=== Work to do ===
Gather every line below that contains the string "silo". Case counts, so match uppercase and lowercase letters as they appear.

[Supplied data start]

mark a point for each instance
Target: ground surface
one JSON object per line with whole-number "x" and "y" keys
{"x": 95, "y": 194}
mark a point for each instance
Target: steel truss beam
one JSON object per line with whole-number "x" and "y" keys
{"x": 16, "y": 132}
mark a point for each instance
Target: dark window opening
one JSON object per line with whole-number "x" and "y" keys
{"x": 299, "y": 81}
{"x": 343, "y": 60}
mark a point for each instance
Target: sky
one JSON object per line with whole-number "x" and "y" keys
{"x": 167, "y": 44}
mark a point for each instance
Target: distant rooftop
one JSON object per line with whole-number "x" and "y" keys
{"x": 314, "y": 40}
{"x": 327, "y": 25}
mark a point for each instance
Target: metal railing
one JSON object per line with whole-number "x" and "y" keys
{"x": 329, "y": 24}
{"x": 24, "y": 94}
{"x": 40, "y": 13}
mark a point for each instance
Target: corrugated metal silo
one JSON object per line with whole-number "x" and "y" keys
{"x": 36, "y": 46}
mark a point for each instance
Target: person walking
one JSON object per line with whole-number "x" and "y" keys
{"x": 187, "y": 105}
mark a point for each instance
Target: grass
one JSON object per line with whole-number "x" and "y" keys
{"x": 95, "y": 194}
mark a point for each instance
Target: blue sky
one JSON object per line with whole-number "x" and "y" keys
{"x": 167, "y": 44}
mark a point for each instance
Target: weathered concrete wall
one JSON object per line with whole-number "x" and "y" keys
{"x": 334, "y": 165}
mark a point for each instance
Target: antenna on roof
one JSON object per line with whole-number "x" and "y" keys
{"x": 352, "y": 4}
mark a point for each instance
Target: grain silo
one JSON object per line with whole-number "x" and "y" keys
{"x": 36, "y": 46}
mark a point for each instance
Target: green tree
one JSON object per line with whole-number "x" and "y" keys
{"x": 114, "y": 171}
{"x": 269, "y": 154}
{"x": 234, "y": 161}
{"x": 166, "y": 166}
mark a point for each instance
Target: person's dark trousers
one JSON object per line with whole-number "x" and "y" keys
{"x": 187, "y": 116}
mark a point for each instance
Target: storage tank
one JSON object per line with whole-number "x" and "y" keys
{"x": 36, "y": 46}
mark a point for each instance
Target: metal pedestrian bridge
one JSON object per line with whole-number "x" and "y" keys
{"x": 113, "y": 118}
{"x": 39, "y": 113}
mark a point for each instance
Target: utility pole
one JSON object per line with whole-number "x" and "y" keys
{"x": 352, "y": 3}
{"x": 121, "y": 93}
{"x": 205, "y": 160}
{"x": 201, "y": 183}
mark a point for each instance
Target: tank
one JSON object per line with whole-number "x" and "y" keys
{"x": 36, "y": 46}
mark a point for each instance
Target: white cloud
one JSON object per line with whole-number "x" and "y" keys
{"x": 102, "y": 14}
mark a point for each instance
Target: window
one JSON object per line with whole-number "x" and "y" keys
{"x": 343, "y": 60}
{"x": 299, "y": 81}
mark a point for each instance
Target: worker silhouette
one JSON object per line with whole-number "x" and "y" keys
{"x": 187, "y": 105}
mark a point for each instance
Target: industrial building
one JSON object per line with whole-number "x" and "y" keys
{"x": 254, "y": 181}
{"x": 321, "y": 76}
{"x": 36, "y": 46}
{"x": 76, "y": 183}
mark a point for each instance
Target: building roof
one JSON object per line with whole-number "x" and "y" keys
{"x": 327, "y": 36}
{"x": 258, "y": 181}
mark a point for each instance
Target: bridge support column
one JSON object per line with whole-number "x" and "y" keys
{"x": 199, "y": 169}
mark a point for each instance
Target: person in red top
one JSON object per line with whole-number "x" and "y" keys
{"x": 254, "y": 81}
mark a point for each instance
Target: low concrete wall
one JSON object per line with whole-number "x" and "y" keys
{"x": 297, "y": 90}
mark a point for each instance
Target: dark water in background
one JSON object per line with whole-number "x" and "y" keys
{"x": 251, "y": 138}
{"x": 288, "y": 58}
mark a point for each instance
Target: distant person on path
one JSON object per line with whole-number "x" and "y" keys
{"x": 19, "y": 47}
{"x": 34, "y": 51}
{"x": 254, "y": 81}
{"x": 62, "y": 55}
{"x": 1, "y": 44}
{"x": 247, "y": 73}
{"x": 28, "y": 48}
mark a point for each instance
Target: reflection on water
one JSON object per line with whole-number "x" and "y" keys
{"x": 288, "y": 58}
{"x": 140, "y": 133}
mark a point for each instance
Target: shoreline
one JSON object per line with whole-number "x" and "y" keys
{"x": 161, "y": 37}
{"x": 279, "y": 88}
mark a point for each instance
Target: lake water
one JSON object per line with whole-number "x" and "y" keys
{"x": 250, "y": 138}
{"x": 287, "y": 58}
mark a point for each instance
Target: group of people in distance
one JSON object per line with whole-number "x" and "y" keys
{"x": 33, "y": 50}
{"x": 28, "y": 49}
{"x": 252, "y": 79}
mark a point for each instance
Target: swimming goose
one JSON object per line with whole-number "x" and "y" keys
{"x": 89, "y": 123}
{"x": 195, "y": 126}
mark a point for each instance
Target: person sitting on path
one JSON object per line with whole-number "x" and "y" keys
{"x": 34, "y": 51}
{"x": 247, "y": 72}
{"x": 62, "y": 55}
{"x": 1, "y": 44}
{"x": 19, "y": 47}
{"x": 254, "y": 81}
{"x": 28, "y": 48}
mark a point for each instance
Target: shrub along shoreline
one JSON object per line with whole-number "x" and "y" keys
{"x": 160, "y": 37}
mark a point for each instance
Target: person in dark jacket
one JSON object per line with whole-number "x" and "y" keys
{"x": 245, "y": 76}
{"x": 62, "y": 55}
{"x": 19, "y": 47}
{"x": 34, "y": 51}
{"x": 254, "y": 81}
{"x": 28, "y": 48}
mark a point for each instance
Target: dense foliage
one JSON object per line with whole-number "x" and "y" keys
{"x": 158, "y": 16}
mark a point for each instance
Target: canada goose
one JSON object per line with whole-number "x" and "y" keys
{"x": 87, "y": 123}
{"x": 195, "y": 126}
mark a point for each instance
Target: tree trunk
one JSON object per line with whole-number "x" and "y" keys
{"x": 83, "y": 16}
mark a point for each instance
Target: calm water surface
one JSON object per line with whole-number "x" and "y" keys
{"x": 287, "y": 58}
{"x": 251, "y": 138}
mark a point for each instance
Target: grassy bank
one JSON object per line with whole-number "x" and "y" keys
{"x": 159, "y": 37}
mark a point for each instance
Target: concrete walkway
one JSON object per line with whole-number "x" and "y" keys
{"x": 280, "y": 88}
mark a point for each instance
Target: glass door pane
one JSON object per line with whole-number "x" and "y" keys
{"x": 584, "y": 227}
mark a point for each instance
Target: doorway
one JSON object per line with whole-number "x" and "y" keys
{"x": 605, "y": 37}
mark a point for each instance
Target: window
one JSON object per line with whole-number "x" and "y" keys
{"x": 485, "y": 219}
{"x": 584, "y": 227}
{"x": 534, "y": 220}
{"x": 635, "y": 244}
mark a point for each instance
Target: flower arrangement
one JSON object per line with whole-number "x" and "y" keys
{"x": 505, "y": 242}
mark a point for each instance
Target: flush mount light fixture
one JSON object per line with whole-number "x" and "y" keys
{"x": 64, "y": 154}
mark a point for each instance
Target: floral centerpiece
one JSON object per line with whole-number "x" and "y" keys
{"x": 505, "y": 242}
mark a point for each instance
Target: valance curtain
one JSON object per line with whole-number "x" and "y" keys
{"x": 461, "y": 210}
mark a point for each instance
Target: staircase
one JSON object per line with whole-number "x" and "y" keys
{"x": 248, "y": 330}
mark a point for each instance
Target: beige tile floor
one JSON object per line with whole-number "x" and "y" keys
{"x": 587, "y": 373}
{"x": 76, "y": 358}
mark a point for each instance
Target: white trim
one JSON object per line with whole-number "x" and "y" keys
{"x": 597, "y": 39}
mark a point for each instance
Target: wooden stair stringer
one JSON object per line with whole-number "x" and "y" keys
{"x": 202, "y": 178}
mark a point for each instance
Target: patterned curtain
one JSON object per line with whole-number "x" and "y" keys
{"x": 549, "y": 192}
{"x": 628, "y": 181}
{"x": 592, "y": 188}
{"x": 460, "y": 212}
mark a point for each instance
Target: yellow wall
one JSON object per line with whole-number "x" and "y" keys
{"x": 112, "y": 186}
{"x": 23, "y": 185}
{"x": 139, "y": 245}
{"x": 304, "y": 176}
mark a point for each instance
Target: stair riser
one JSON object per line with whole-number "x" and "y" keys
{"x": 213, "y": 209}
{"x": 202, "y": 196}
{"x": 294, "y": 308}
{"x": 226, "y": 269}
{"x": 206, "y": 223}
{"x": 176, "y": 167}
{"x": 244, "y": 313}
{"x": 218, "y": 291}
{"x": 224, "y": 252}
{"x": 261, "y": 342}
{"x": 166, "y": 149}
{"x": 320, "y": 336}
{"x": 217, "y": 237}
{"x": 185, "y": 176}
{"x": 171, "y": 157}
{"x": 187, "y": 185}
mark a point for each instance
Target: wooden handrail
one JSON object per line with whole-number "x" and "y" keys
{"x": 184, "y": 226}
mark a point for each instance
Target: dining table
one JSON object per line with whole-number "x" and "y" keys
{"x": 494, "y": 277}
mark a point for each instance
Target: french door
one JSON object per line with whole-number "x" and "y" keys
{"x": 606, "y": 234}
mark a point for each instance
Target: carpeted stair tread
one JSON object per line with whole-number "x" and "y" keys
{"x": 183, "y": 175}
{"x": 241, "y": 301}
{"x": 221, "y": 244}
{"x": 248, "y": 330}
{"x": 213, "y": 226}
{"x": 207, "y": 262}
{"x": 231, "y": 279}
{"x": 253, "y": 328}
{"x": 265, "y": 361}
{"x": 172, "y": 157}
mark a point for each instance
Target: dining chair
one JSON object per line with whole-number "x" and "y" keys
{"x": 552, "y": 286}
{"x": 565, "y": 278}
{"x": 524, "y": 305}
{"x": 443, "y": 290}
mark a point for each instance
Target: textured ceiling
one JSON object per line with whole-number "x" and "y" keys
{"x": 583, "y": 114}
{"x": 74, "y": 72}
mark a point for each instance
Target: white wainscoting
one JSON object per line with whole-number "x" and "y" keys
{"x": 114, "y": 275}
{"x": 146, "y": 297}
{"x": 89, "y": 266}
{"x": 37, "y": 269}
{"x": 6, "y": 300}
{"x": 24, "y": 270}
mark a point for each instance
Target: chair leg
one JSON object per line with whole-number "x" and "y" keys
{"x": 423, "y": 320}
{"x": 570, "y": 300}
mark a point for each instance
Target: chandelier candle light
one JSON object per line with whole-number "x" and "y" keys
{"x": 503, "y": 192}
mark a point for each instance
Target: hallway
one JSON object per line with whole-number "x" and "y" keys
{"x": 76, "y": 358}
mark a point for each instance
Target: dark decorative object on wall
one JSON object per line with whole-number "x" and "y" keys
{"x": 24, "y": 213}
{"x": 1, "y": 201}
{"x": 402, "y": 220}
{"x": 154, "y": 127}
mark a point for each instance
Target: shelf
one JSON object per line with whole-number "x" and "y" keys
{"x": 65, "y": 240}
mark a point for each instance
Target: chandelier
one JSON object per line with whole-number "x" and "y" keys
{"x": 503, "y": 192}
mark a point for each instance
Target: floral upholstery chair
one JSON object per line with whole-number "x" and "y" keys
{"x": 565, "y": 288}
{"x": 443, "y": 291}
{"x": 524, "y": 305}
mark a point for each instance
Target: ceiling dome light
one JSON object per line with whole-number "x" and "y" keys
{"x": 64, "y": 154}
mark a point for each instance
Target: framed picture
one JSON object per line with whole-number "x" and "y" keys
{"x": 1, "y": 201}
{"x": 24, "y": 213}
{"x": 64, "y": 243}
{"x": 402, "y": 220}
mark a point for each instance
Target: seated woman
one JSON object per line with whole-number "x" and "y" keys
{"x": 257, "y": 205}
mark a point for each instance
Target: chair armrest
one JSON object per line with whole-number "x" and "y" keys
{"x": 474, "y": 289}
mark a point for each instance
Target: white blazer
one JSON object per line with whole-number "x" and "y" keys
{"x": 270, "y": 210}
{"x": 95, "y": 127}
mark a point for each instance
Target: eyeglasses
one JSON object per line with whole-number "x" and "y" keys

[Supplied data end]

=== Task output ===
Target: corrugated metal silo
Target: grain silo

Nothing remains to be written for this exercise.